— Begin —

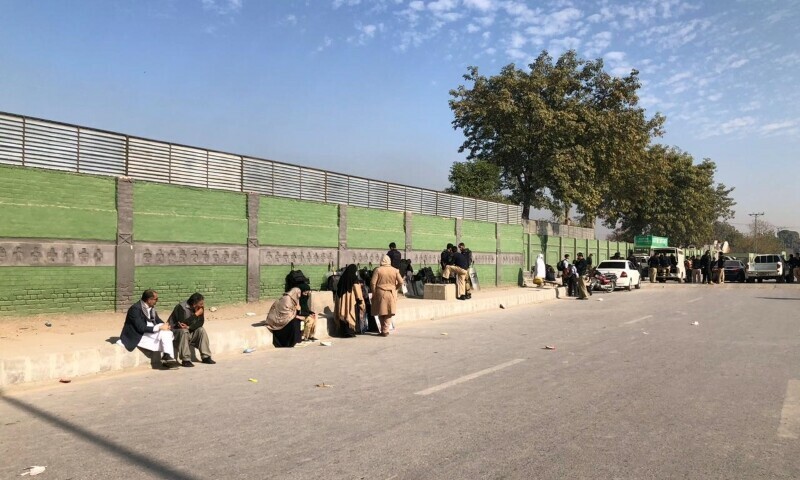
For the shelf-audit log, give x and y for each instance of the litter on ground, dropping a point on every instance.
(34, 470)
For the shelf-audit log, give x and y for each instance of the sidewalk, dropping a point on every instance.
(78, 345)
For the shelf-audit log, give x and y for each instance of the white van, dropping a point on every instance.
(677, 272)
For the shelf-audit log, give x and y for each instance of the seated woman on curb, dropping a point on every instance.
(283, 321)
(349, 303)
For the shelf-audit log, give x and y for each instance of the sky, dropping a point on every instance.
(362, 86)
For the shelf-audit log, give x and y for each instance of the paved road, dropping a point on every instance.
(632, 390)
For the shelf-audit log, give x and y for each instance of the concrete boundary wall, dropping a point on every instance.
(232, 246)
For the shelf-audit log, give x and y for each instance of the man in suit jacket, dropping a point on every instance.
(143, 328)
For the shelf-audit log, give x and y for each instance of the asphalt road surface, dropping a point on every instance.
(631, 390)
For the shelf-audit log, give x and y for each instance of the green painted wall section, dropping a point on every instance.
(432, 233)
(510, 238)
(511, 275)
(273, 278)
(169, 213)
(487, 276)
(478, 236)
(287, 222)
(41, 290)
(375, 228)
(46, 204)
(218, 284)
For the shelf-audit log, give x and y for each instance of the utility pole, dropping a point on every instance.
(755, 229)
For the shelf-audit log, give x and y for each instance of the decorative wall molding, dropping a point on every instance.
(298, 256)
(180, 254)
(362, 256)
(510, 259)
(48, 253)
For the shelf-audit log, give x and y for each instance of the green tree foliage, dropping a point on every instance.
(672, 197)
(561, 133)
(476, 179)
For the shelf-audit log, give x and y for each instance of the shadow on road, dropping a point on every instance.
(160, 469)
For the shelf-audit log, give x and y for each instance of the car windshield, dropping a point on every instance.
(613, 265)
(768, 259)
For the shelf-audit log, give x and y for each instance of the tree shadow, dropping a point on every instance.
(143, 461)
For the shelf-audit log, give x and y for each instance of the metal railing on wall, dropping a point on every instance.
(33, 142)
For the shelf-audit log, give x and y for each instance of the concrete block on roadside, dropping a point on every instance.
(436, 291)
(321, 302)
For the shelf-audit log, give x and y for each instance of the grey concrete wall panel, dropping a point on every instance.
(298, 256)
(55, 253)
(186, 254)
(124, 251)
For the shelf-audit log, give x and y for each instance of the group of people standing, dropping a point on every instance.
(573, 275)
(354, 300)
(456, 261)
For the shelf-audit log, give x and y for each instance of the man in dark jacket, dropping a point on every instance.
(187, 320)
(144, 329)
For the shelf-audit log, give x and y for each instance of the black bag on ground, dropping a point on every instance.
(295, 278)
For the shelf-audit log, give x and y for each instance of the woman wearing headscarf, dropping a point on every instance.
(539, 271)
(385, 281)
(283, 322)
(349, 302)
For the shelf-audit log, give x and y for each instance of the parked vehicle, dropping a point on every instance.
(735, 271)
(765, 267)
(603, 282)
(676, 272)
(627, 275)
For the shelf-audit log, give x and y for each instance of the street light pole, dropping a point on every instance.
(755, 229)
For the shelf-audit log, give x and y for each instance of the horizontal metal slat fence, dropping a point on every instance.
(33, 142)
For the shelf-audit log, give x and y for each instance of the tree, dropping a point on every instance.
(476, 179)
(672, 197)
(559, 132)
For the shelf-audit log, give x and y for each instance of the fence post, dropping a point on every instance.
(125, 259)
(253, 250)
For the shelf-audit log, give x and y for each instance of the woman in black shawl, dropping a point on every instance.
(349, 302)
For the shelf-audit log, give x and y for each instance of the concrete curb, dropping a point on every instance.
(108, 357)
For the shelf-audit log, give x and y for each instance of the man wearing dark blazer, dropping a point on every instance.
(143, 328)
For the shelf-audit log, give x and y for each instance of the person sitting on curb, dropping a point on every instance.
(282, 320)
(144, 329)
(187, 321)
(306, 315)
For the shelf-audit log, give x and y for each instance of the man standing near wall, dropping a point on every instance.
(459, 266)
(187, 320)
(467, 253)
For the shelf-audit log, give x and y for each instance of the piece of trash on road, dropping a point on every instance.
(34, 470)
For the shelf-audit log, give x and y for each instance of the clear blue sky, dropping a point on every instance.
(361, 86)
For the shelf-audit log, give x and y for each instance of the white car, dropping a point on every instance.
(627, 275)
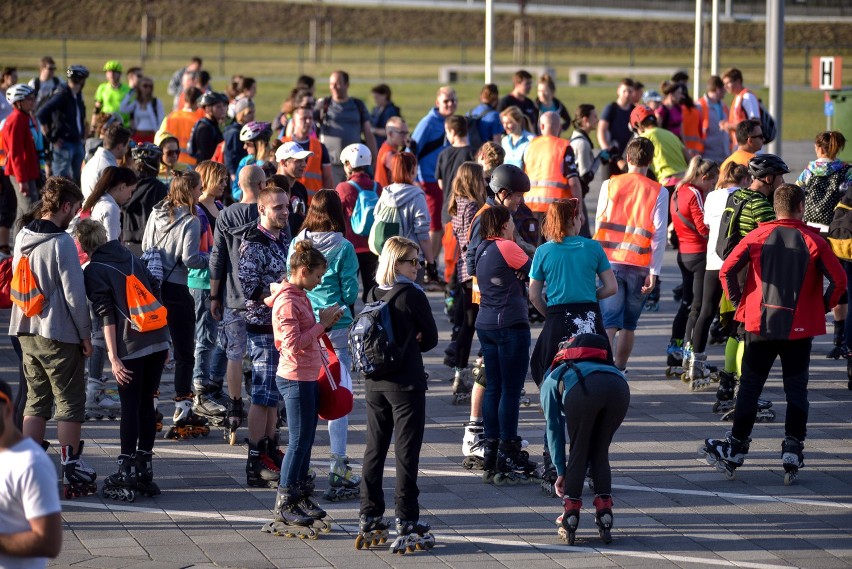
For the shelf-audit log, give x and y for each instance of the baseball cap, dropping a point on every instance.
(291, 150)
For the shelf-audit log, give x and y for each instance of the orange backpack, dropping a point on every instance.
(26, 292)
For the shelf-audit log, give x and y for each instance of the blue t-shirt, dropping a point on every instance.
(570, 269)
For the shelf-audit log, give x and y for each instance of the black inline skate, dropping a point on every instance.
(121, 485)
(792, 458)
(372, 531)
(412, 536)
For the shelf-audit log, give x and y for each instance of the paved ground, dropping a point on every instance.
(671, 509)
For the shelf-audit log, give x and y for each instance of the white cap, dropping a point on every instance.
(291, 150)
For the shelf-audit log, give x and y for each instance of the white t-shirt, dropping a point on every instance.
(28, 489)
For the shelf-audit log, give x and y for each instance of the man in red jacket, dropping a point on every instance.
(783, 307)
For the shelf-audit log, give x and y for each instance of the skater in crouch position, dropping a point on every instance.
(137, 342)
(586, 390)
(396, 403)
(782, 307)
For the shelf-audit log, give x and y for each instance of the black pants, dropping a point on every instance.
(181, 308)
(594, 409)
(137, 402)
(692, 268)
(367, 265)
(758, 357)
(405, 413)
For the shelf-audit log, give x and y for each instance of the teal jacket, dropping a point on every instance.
(339, 284)
(553, 404)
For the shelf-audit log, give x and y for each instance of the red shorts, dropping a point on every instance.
(434, 201)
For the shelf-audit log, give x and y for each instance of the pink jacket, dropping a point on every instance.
(296, 332)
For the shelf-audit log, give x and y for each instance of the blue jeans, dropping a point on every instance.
(507, 357)
(301, 399)
(210, 361)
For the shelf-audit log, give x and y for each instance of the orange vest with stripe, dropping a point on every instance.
(626, 228)
(543, 161)
(312, 179)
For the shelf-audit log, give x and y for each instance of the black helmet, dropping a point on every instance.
(766, 165)
(510, 178)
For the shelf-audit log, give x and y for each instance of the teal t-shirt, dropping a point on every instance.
(570, 269)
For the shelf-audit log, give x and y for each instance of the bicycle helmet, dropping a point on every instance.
(358, 155)
(254, 130)
(113, 65)
(510, 178)
(77, 72)
(767, 165)
(18, 92)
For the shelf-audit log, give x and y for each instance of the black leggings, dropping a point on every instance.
(594, 410)
(137, 402)
(692, 267)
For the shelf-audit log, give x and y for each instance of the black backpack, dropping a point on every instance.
(375, 349)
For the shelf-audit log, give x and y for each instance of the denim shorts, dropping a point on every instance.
(622, 310)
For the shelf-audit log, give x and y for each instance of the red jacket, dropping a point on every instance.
(17, 140)
(690, 203)
(783, 298)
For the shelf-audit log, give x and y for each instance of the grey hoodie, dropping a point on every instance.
(178, 238)
(54, 262)
(413, 211)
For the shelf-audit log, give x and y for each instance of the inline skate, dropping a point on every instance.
(412, 536)
(726, 454)
(121, 485)
(186, 423)
(372, 531)
(792, 458)
(290, 520)
(343, 483)
(79, 477)
(472, 448)
(100, 404)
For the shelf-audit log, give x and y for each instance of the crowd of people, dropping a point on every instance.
(204, 238)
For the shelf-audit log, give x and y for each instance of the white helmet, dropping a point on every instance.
(357, 155)
(18, 92)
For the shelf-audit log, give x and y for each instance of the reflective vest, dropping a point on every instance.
(626, 227)
(543, 162)
(312, 179)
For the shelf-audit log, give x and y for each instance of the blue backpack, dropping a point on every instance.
(362, 214)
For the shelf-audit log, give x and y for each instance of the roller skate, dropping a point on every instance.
(79, 477)
(726, 454)
(603, 516)
(461, 387)
(412, 536)
(122, 484)
(792, 459)
(290, 520)
(472, 448)
(569, 520)
(308, 505)
(372, 531)
(261, 471)
(99, 404)
(145, 473)
(674, 359)
(186, 423)
(343, 483)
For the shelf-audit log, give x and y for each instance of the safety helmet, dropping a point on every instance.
(767, 165)
(254, 130)
(510, 178)
(18, 92)
(77, 72)
(358, 155)
(113, 65)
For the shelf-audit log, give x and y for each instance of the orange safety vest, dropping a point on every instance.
(543, 161)
(626, 228)
(312, 179)
(179, 124)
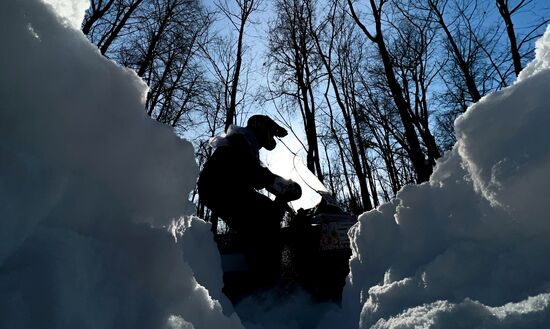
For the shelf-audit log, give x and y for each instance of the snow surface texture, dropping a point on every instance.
(89, 188)
(470, 248)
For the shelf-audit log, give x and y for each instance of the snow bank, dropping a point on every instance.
(88, 189)
(470, 248)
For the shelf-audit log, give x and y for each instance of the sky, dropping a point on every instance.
(284, 160)
(96, 233)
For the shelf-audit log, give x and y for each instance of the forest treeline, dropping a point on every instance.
(373, 85)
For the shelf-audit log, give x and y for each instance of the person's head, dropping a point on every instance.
(265, 130)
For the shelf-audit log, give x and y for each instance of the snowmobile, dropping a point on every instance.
(315, 253)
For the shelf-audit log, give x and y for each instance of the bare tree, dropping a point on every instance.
(295, 69)
(238, 19)
(422, 167)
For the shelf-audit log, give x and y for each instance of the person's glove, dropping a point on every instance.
(285, 189)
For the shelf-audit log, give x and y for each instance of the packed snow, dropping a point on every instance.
(95, 229)
(468, 249)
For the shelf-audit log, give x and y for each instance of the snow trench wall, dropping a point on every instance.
(88, 188)
(468, 249)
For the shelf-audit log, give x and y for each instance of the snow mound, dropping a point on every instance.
(90, 187)
(468, 249)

— End —

* _EXERCISE BRIEF_:
Output the line containing "bare tree, dropping a point on every instance." and all lines after it to the end of the records, exactly as given.

* _THE ANSWER_:
For the shelf-audit log, give x and y for each instance of the bare tree, dropping a point on every instance.
(295, 69)
(238, 19)
(422, 167)
For the shelf-audit log, give x and y for each instance of the person's glove, dropping a point on every instance.
(285, 189)
For the shelf-audit log, give x and y for each instance of the packed snow, dropping a point on every instance.
(95, 229)
(468, 249)
For the shelf-audit log, give x and y for each instance of the snow trench wall, dropping a point on every instance.
(88, 188)
(468, 249)
For the shelf-audit log, give x and y for each instance of the snow mound, dropping a point on every instance.
(90, 187)
(468, 249)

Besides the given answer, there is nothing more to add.